═════ Information shown

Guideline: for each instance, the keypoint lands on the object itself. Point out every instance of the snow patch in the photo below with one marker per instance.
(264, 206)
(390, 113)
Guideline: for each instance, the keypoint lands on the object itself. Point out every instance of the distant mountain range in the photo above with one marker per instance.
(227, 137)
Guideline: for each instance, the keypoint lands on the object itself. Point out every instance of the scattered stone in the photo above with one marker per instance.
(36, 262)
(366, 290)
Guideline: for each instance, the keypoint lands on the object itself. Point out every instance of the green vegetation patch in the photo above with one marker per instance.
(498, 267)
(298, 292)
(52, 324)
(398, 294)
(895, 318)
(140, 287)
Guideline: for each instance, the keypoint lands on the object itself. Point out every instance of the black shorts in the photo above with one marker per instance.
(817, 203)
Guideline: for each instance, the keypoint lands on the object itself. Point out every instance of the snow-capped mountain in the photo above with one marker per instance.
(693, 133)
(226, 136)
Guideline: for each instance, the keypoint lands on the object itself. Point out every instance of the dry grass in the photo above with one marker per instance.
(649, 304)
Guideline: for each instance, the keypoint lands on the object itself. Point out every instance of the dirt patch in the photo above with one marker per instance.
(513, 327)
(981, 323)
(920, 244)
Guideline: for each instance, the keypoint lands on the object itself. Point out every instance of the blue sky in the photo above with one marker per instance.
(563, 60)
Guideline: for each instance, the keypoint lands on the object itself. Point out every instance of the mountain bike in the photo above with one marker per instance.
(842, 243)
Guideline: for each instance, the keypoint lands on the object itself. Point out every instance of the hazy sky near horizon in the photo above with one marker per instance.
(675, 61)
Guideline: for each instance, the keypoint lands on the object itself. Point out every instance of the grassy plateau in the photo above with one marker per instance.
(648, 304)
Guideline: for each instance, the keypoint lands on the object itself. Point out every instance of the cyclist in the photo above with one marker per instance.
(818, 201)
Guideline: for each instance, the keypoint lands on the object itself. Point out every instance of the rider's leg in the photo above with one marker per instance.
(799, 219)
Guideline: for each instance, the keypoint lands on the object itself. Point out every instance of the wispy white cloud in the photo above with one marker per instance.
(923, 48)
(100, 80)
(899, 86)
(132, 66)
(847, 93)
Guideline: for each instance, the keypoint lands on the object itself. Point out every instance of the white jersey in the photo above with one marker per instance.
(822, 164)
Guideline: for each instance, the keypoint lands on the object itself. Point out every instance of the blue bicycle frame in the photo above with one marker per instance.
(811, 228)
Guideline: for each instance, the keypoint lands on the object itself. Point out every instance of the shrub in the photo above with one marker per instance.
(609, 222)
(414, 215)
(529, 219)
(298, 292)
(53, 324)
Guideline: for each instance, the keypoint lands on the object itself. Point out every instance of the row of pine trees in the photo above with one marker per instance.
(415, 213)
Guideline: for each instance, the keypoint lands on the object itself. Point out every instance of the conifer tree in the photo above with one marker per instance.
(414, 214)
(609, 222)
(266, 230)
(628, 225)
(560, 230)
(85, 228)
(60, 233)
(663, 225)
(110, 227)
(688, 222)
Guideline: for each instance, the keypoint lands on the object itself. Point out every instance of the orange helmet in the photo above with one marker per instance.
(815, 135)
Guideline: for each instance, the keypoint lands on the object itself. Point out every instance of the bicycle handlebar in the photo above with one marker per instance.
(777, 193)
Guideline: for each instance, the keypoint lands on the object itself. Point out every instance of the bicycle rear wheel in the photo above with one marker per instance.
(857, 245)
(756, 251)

══════════

A word-for-word copy of all the entries is required.

Response for this exercise ▸
Guideline: for each instance, the keypoint lands on the object itself. Point out every instance of the snow patch in the photo below with one marker per instance.
(264, 206)
(390, 113)
Guideline: for each instance, the keypoint lands on the object itself. Point out every instance of the distant mountain range in the photo above with one marker per instance.
(227, 137)
Guideline: for each instance, the keypoint lands on the object itself. Point out every instance of the scattered stone in the photo above with one marker per instance.
(36, 262)
(366, 290)
Guideline: for each instance, the keypoint lands on the object itself. Point out every instance of the green vegetation patch in the photo above with one marker per instance.
(498, 267)
(298, 292)
(52, 324)
(398, 294)
(895, 318)
(140, 287)
Guideline: for each instance, the keypoint lands on the object itself. Point out every instance of the black shorts in the photo above with one marker per instance.
(817, 203)
Guideline: for each instance, the keypoint lands on the object itself. Point out every instance of the snow-capped mountain in the photo above with one marker per instance.
(693, 133)
(226, 136)
Guideline: for each instance, the keypoint lands on the object itself. Point out every instance of the dry grass in the photo above with one marker per instance.
(649, 304)
Guideline: for each instance, the keypoint lands on the object itself. Point out every instance of the dirt patch in the photo above with one marker per instance.
(513, 327)
(981, 323)
(920, 244)
Guideline: for each instance, the keypoint lands on the object itself. Point out every instance of the blue sky in the photo above with one marker per instance.
(563, 60)
Guideline: for each instance, the keypoint lands on the object itself. Point out every instance of the mountain bike in the photo above with one marker per instance.
(842, 243)
Guideline: for each instance, the keypoint lands on the object itself. Point out every instance of the hazy sky near horizon in the photo above with one marker per instance.
(675, 61)
Guideline: for each instance, the keypoint lands on the object itself. Point out every instance of the grassy plateau in the photo above with one marker per instance.
(648, 304)
Guideline: for each instance, the keypoint lands on the object itself. Point out every instance of the cyclist in the photo above with one marker per instance.
(818, 201)
Guideline: for each instance, the keypoint lands on the object itself. Point out every instance of the rider's leg in the photo above with one marker per instance.
(799, 219)
Guideline: for each instance, the keypoint lands on the object itself. Point out every instance of the wispy white cloud in the photo above with one marker per instance.
(923, 48)
(100, 80)
(899, 86)
(132, 66)
(847, 93)
Guideline: for each instance, the keypoint lands on the object itself. Point out every instance of the white jersey in the photo above with one marker per instance.
(822, 164)
Guideline: for each instance, the keypoint lands on the object itself. Point out every instance of the blue bicycle frame in the photo above with one marker per instance.
(811, 228)
Guideline: for each instance, the keypoint lands on the object itself. Point out every instance of the shrub in the photo above with one marker per instance.
(609, 222)
(414, 215)
(529, 219)
(298, 292)
(53, 324)
Guideline: for each instance, the keypoint lands on the object itself. Point out every instance of the row of pine trees in the photo above with one marker per instance.
(415, 213)
Guideline: for each instance, the keypoint lands on the object itself. Point out every instance of the conifer tree in the photo above with one marker per instance.
(414, 214)
(609, 222)
(266, 230)
(628, 225)
(560, 230)
(85, 228)
(60, 233)
(663, 225)
(110, 227)
(688, 222)
Guideline: for each instance, the keypoint lands on the object itself. Point out every instance of the orange helmet in the photo above with one marker per instance.
(815, 135)
Guideline: for each instance, the keypoint lands on the object itself. Point out every instance of the bicycle handlebar in the photo above with one marker per instance.
(777, 193)
Guideline: for each instance, the keypoint lands on the object itself. Point out every instance of the bicycle rear wheel in the photo above with one marker per instance.
(857, 245)
(756, 251)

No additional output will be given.